-- Materials provided --

· · · ·

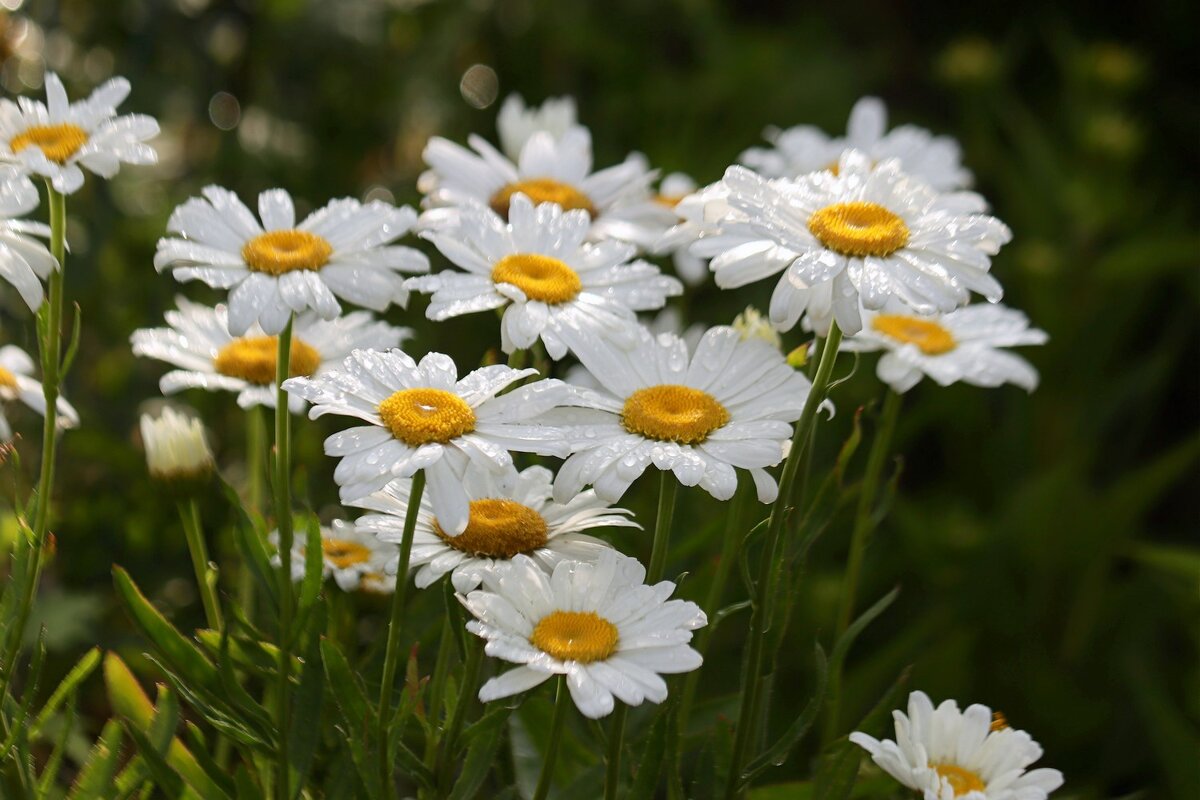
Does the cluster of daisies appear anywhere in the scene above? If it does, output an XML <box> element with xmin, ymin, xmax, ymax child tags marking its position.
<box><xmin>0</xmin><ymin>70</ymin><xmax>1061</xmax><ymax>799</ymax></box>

· · · ·

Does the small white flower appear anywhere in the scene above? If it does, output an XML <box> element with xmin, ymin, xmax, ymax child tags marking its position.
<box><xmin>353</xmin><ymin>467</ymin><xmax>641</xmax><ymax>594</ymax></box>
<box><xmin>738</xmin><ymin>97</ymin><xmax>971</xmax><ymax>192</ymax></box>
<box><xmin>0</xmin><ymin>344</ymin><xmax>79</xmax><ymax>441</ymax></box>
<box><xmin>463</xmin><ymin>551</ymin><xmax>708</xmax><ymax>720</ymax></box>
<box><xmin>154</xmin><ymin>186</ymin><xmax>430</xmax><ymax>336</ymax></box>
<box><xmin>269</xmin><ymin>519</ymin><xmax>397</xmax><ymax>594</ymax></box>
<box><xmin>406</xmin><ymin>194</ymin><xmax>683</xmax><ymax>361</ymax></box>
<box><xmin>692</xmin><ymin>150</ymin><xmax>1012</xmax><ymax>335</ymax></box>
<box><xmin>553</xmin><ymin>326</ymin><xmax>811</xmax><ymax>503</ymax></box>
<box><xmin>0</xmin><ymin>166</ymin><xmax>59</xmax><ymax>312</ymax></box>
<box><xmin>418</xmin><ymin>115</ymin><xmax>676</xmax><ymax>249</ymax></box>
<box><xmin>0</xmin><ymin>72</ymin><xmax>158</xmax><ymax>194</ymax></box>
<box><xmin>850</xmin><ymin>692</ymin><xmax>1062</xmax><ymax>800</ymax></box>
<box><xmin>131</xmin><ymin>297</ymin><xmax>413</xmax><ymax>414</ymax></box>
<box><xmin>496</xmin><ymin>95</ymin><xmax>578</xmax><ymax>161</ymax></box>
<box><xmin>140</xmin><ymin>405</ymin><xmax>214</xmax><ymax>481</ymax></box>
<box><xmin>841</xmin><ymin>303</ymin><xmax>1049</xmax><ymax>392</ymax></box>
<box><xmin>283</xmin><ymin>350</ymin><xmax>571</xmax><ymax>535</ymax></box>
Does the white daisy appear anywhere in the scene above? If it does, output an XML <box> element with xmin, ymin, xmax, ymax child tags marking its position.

· · · ·

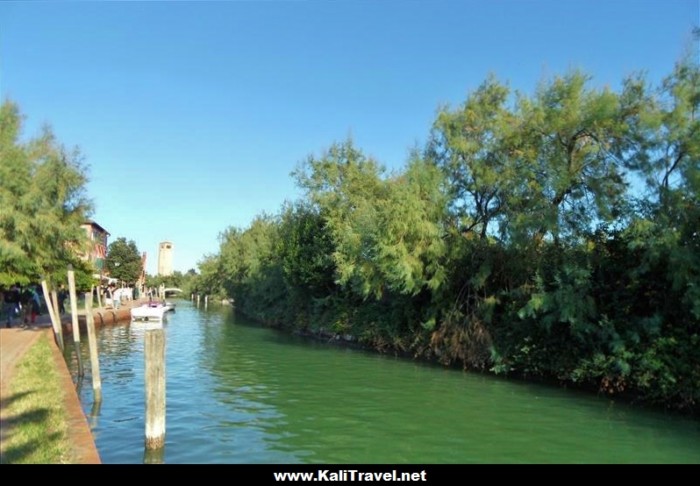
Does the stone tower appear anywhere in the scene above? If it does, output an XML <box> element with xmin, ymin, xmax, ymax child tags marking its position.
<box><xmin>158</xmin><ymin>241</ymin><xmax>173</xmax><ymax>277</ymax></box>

· · · ·

-- Goal --
Identify every line in the records above that contains the string "tags", and copy each of those lines in full. Matching is case-sensitive.

-- Solution for this problem --
Does the cluster of daisies appear anywhere in the scene above? If it does, output an XML <box> element with xmin, ymin, xmax, ymax child tags marking its position.
Does the small white flower appear anywhere in the scene above? If it does, output an XML <box> element with xmin, ymin, xmax, ymax child tags marking its position.
Does the white daisy appear anywhere in the scene above? If it does, output an XML <box> element with xmin, ymin, xmax, ymax child tags marking its position.
Does the stone tower appear anywhere in the scene above? If it does, output an XML <box> element with xmin, ymin, xmax, ymax child tags marking its position.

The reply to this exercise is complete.